◆ **EXERCISE DESCRIPTION**
Output, word for word, every line from the start of the listing down to and including the line that contains "Instruction for this HIT: find and box each bar building"; include nothing else.

+++

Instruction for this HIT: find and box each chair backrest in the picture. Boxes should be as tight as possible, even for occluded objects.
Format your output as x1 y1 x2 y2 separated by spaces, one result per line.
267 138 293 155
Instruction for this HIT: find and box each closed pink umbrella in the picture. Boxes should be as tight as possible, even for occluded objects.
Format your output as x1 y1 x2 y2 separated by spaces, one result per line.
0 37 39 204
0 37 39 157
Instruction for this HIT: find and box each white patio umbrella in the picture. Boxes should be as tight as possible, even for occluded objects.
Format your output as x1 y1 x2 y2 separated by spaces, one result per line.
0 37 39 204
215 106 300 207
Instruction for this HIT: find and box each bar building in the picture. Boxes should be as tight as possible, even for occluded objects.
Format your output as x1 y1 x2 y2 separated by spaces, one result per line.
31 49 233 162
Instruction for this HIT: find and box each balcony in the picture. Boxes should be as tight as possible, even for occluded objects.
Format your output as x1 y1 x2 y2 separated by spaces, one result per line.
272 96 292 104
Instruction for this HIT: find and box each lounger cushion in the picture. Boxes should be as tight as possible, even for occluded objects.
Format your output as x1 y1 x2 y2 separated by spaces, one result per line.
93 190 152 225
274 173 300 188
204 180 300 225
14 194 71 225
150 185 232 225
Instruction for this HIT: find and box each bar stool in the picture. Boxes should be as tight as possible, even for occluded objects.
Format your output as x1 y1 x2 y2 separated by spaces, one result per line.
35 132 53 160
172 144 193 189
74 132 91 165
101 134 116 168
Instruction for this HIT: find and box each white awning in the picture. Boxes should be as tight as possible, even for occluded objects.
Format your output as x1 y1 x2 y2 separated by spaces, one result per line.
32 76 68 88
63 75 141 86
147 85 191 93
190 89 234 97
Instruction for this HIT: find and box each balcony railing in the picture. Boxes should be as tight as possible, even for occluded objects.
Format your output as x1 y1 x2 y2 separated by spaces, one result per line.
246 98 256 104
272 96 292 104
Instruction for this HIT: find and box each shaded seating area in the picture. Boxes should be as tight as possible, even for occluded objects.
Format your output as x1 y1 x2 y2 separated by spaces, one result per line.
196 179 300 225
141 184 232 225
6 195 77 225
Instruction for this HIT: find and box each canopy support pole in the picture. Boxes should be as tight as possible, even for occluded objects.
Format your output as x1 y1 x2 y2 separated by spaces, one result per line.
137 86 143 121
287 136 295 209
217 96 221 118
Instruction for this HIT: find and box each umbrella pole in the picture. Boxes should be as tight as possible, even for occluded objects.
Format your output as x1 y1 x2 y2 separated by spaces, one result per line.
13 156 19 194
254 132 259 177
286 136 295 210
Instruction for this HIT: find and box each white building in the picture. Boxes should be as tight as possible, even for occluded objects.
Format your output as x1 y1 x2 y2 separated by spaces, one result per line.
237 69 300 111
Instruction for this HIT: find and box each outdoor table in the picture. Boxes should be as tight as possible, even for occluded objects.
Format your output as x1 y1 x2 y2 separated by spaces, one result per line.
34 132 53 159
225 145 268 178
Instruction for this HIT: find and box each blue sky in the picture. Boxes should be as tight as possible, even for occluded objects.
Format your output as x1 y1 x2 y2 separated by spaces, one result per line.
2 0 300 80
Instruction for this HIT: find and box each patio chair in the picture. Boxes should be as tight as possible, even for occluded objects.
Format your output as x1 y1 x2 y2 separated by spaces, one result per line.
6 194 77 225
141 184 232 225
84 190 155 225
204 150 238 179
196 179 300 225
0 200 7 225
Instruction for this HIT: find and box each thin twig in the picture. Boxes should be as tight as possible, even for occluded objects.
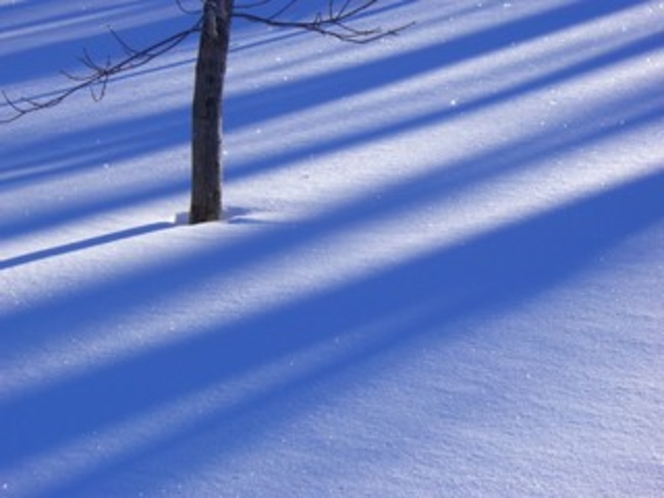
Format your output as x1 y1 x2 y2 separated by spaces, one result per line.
1 0 412 123
1 23 200 123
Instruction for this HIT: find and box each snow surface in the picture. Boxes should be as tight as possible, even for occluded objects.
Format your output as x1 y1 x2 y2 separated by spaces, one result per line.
1 0 663 496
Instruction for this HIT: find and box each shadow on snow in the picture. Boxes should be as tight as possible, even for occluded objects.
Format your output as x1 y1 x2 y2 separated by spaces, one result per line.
0 0 662 494
0 167 662 495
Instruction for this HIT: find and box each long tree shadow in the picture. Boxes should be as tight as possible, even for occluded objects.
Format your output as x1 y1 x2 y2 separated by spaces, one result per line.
0 106 188 186
226 0 650 131
227 29 664 183
0 222 172 270
1 0 662 493
2 167 662 495
1 78 660 381
2 0 653 248
0 0 658 386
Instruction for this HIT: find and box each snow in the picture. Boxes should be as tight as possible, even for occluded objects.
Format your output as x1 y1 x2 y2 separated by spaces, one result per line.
1 0 663 496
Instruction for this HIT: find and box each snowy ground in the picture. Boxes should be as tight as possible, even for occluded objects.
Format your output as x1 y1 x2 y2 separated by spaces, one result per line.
1 0 663 496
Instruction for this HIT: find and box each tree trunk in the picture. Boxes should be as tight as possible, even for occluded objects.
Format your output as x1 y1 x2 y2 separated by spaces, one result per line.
189 0 233 224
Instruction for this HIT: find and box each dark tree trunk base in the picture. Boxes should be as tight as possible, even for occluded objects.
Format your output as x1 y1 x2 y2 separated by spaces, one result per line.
189 197 221 224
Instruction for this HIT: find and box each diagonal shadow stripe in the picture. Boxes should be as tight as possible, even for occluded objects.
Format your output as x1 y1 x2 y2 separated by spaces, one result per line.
0 222 173 270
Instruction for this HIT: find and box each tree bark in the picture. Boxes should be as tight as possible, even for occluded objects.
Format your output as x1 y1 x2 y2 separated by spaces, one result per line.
189 0 233 224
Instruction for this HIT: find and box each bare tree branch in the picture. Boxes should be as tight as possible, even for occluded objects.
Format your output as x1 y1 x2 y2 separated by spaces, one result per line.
234 0 412 43
1 0 411 123
1 23 200 123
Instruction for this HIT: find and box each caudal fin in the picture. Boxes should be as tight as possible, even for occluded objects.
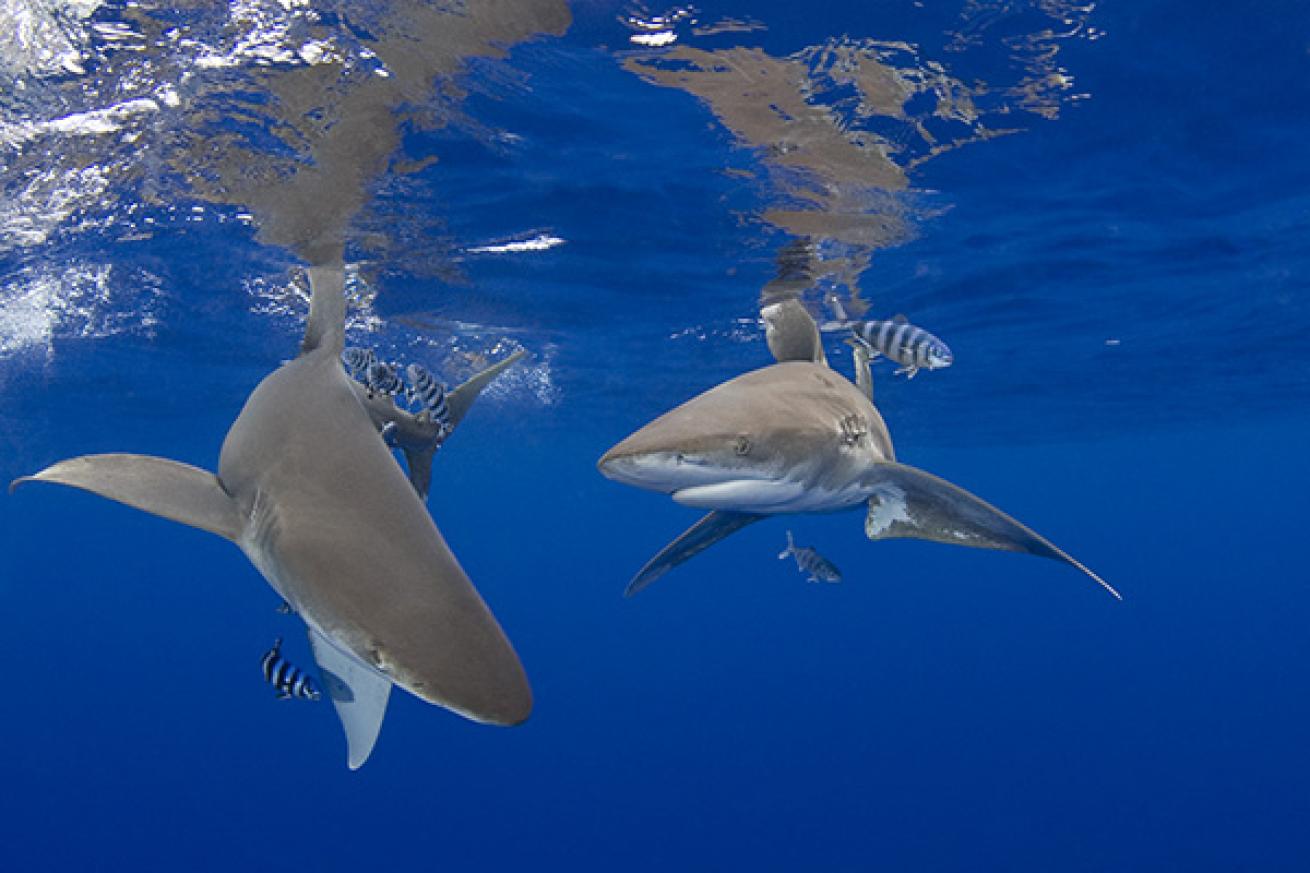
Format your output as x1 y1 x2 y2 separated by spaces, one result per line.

+++

◆ **COMPLETED EXERCISE**
Instruction for this HIT: find and box each chair backrest in the picture. Boxes should be as tight as possible, even for occluded objects.
Format your output as x1 y1 x2 y2 separated by spaces, one result per line.
267 138 293 155
Instruction for this HIT: find and box each closed pink umbrella in the picture. Boxes should be as tight as possible, even for occluded objects.
Format your output as x1 y1 x2 y2 separated by spaces, one result per line.
0 37 39 204
0 37 39 157
Instruction for this HIT: find and box each white patio umbrella in the picture. Boxes should be as tight as possible, even for occluded objects.
Format your output as x1 y1 x2 y2 separated by spaces, one result per line.
0 37 39 204
215 106 300 207
Instruction for this HIT: find and box each bar building in the picture. Boxes should be as tight as possible, even for occluded objects.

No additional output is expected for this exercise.